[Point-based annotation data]
#####
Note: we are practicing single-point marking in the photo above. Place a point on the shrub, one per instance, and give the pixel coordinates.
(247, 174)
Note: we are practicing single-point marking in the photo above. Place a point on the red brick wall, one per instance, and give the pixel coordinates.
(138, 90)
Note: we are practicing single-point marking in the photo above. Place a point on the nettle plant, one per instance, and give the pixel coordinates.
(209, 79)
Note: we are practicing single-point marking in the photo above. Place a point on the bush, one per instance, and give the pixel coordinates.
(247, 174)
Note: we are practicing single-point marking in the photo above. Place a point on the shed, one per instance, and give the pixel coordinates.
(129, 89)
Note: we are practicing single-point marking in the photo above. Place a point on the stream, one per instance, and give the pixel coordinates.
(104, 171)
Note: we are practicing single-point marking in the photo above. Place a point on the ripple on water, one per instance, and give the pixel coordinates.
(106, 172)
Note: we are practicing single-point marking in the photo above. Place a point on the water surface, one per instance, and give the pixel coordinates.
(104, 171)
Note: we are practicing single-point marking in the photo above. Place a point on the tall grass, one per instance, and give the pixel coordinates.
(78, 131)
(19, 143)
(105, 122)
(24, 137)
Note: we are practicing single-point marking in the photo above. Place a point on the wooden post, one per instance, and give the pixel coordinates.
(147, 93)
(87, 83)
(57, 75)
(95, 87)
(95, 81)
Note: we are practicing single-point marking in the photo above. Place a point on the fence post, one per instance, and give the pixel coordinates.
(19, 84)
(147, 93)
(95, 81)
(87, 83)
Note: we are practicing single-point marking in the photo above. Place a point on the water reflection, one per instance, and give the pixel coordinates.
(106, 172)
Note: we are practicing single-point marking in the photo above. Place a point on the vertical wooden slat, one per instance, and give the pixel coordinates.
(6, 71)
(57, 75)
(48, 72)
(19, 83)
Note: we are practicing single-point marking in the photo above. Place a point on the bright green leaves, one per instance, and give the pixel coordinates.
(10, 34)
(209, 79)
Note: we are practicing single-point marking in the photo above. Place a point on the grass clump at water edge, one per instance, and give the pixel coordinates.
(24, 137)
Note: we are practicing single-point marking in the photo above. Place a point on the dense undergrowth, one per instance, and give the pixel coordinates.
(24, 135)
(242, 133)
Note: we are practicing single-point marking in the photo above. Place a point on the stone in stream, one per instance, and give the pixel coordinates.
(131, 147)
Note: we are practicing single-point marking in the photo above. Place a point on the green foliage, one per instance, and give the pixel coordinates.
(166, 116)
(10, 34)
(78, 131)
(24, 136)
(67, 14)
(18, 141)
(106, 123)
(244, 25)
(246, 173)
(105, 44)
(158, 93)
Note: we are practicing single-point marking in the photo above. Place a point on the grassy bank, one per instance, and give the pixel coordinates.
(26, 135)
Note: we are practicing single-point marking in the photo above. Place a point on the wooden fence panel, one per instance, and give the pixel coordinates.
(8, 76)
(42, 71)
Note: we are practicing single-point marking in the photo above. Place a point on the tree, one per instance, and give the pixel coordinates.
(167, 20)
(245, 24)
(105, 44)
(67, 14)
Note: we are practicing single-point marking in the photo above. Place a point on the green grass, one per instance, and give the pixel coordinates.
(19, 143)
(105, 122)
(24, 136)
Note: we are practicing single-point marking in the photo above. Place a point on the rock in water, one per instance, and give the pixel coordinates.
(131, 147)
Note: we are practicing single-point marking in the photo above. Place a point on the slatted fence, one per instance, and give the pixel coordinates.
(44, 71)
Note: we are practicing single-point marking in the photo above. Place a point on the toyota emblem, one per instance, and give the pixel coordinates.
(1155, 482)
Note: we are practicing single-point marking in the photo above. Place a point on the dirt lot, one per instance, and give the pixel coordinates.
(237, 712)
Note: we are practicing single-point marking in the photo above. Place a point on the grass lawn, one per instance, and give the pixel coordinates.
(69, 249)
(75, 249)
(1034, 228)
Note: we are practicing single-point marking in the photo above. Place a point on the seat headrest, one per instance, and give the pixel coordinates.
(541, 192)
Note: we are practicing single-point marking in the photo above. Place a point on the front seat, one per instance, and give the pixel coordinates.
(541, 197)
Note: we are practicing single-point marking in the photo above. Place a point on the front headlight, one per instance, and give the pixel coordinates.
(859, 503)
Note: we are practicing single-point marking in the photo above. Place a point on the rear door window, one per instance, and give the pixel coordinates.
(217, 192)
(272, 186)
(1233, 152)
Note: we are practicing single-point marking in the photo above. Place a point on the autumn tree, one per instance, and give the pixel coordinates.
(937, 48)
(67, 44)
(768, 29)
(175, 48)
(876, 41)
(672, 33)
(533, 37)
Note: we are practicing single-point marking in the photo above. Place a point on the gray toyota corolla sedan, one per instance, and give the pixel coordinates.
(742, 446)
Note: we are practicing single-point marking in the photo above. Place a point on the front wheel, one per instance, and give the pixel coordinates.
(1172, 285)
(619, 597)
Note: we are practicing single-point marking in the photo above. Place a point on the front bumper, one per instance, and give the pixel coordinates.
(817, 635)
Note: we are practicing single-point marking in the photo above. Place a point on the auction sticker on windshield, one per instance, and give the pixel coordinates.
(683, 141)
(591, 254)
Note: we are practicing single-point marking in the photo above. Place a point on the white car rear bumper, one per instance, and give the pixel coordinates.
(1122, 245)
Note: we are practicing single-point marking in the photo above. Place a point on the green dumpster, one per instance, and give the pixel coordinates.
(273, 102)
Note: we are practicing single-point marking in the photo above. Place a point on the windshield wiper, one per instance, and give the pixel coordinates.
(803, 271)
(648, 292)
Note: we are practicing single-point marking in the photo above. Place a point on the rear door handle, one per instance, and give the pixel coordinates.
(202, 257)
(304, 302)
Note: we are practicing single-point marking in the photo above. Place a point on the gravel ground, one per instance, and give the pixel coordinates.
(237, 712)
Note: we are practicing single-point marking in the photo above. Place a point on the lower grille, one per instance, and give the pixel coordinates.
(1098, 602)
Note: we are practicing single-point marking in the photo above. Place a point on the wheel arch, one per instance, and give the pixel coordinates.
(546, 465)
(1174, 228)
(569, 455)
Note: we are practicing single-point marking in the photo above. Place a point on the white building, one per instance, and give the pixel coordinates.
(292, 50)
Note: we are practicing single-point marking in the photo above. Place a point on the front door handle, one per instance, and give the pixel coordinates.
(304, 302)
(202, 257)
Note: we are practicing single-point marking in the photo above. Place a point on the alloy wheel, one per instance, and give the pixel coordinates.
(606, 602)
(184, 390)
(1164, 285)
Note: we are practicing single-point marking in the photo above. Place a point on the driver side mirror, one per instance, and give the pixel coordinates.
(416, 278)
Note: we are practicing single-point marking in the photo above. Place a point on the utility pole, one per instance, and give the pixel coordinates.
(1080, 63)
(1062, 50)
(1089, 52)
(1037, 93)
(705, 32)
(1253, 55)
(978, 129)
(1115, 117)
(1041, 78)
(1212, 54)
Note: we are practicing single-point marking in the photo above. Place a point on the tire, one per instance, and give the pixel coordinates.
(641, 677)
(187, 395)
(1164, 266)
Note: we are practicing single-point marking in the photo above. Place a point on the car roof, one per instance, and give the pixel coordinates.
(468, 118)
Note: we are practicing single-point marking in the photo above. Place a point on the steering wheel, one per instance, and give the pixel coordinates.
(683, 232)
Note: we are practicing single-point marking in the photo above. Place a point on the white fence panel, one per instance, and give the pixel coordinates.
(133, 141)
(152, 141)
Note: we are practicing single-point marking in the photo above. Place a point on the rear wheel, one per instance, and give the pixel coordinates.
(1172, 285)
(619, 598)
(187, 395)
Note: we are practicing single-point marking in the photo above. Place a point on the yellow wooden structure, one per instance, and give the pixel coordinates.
#####
* [Task statement]
Return each entry from the material above exactly as it appears.

* [Output of the task]
Note: we are practicing single-point marking in the photo above. Place a point on the shrub, one per instance, and give the pixel coordinates.
(247, 174)
Note: we are practicing single-point marking in the photo above. Place a point on the red brick wall, one per instance, and give the pixel coordinates.
(138, 90)
Note: we are practicing single-point marking in the photo above. Place a point on the nettle plant, one per instance, and give the pixel coordinates.
(209, 79)
Note: we are practicing single-point marking in the photo above. Place a point on the bush, one per instance, and give the pixel coordinates.
(247, 174)
Note: we are practicing single-point marking in the photo above. Place a point on the shed, one per instance, and give the pixel coordinates.
(129, 89)
Note: we are practicing single-point marking in the photo above. Place a point on the stream, one per instance, and give the pixel coordinates.
(104, 171)
Note: we are practicing single-point marking in the photo above. Place a point on the ripple on water, one per instance, and give the pixel coordinates.
(106, 172)
Note: we are practicing single-point marking in the photo above. Place a point on the water surface, one per instance, and give the pixel coordinates.
(104, 171)
Note: we are practicing single-point marking in the photo above. Place a point on the tall grass, one per instance, and give the pixel coordinates.
(78, 131)
(19, 143)
(105, 122)
(24, 137)
Note: we are practicing single-point marking in the photo above. Place a point on the wooden post, one per instance, and give the pixel coordinates.
(147, 93)
(87, 83)
(57, 75)
(95, 87)
(95, 81)
Note: we are practicing single-point marking in the photo above. Place a point on the fence post, one per instance, and give the pixel coordinates.
(19, 84)
(147, 93)
(95, 81)
(87, 83)
Note: we are practicing single-point marking in the photo above. Place a point on the water reflection, one per instance, and give the pixel coordinates.
(106, 172)
Note: we are practicing single-point marking in the photo above. Place a point on the vertical wooden slat, one per instance, and give the pixel coordinates.
(6, 71)
(57, 75)
(48, 72)
(19, 83)
Note: we are practicing single-point marking in the photo above. Place a point on the bright green leaves, one per instance, and give the pixel coordinates.
(10, 34)
(209, 79)
Note: we are practicing single-point marking in the photo above. Place a point on the grass clump at water edge, one per instance, and give the pixel coordinates.
(24, 137)
Note: we are practicing single-point marking in the photo above. Place a point on the dense undergrowth, one per instance, and give the pixel coordinates.
(24, 135)
(242, 133)
Note: we are practicing single-point marking in the photo above. Place a point on the stone in stream, one per instance, and give the pixel coordinates.
(131, 147)
Note: we are practicing single-point marking in the photo above. Place a point on the green foliage, one per instance, and give the pixel coordinates.
(166, 116)
(10, 34)
(78, 131)
(24, 136)
(67, 14)
(18, 141)
(106, 123)
(244, 25)
(246, 173)
(105, 44)
(158, 93)
Note: we are practicing single-point marking in the photo above. Place a point on the grassy bank, one per instance, and give the pixel coordinates.
(26, 135)
Note: we are practicing single-point marking in the photo above. Place a point on the wooden fence panel, one per instance, and give the pixel coordinates.
(8, 76)
(42, 71)
Note: we are practicing single-point marking in the photo above. Place a point on the tree, one per instance, and give the pixel coordinates.
(167, 20)
(245, 24)
(105, 44)
(67, 14)
Note: we are practicing single-point marking in the photo above. Place a point on the green grass, one per instance, and give the pixel coordinates.
(19, 143)
(105, 122)
(24, 136)
Note: we are practicing single-point marking in the photo above. Place a point on the rock in water, one per instance, and give the pixel coordinates.
(131, 147)
Note: we are practicing single-point marking in the photo above. Place a point on the slatted fence, one per instance, and give the pixel coordinates.
(44, 71)
Note: we are practicing single-point marking in the photo above. Place a point on the toyota emblem, one per instance, and give the pixel coordinates.
(1155, 482)
Note: we are practicing single-point marking in the photo above. Place a point on the dirt lot, one per instance, and give the pixel coordinates.
(237, 712)
Note: we are practicing single-point marking in the photo above. Place a point on the grass lawn, one per instance, and give the pixel coordinates.
(69, 249)
(75, 249)
(1034, 228)
Note: we are practicing single-point marking in the photo above. Place a point on the seat headrest, one per instance, and give the pixel coordinates.
(541, 192)
Note: we are practicing single-point marking in the photo above. Place a point on the front seat, one per instance, and give the pixel coordinates.
(541, 197)
Note: we are practicing single-point marking in the photo above. Place a point on the front headlight, one per instance, and give the pixel coordinates.
(859, 503)
Note: we are practicing single-point marking in the photo above. Place a point on the rear door window, one per instance, and give the pixel coordinates.
(217, 192)
(272, 186)
(1233, 152)
Note: we are practicing single-point marking in the photo above. Place a point on the autumn tree, one per instance, and give the pixel coordinates.
(937, 48)
(67, 44)
(768, 29)
(175, 48)
(876, 41)
(672, 33)
(533, 37)
Note: we are practicing single-point marking in the photo above. Place a point on the gray toyota corolla sedan, one per instance, and give the pixel coordinates.
(742, 446)
Note: we are practicing single-point marking in the photo above. Place a point on the front wheel, one per instance, and give the pixel coordinates.
(1172, 285)
(619, 597)
Note: we are practicing single-point marking in the photo above. Place a point on the front bumper, one per instance, and give the pixel coordinates.
(817, 635)
Note: we are practicing single-point marking in the photo above. Place a point on the auction sticker on windshield, one per instance, and give the pixel coordinates.
(683, 141)
(591, 254)
Note: we are practicing single-point marking in the photo above. Place a point on the white car rear bumper, one per instance, and give the pixel coordinates.
(1122, 245)
Note: we are practicing single-point marking in the photo above. Place a point on the green dumpster, one per instance, and give the pixel coordinates.
(273, 102)
Note: we are practicing single-point marking in the photo above. Place a point on the windshield wiper, one per instance, and give the pixel coordinates.
(803, 271)
(648, 292)
Note: we are practicing single-point marking in the photo above. Place a point on the rear door handle, one per instance, and give the pixel coordinates.
(202, 257)
(304, 302)
Note: we are practicing single-point marking in the photo above. Place a point on the gravel ground, one per instance, and give the pixel coordinates.
(237, 712)
Note: we are practicing single-point marking in the photo above. Place a point on the lower grille, one per instance, and give the pixel coordinates.
(1098, 602)
Note: we are practicing single-point marking in the photo above. Place a point on the wheel arch, one per instance, and give the pixel coordinates.
(546, 465)
(1174, 228)
(569, 455)
Note: we are practicing single-point marking in the photo above. Place a point on the white building, one per instance, and give the pixel coordinates.
(292, 50)
Note: we are practicing single-point marking in the photo above. Place a point on the front door handle, one per instance, and give the pixel coordinates.
(304, 302)
(202, 257)
Note: we are practicing single-point marking in the photo above. Place a point on the alloy wheel, one per instance, and give the pixel coordinates.
(606, 602)
(184, 390)
(1164, 285)
Note: we are practicing single-point marking in the photo above. Place a point on the driver side mirror, one per instance, and give the pixel coordinates.
(416, 278)
Note: we are practicing single-point marking in the photo above. Place a point on the utility pole, one per instance, and give the pixel coordinates.
(1080, 63)
(1062, 50)
(1089, 52)
(1037, 93)
(705, 32)
(1253, 55)
(978, 129)
(1115, 117)
(1041, 78)
(1212, 54)
Note: we are practicing single-point marking in the photo above. Place a point on the tire, one per instance, and give the pixel coordinates.
(641, 677)
(187, 395)
(1164, 266)
Note: we are practicing single-point marking in the photo above. Place a point on the car roof, one per instance, and give the pixel coordinates.
(468, 118)
Note: we are practicing single-point marking in the photo above. Place a point on the steering wheel, one per instance, and give the pixel coordinates.
(683, 232)
Note: we are practicing single-point marking in the photo above. Place a point on the white fence panel, one per instance, and give the pixel coordinates.
(133, 141)
(152, 141)
Note: we are practicing single-point marking in the photo above. Place a point on the rear wheel, one per instance, and give the pixel coordinates.
(1172, 285)
(619, 598)
(187, 395)
Note: we are practicing single-point marking in the photo above. Place a point on the yellow wooden structure, one per instance, and give the pixel coordinates.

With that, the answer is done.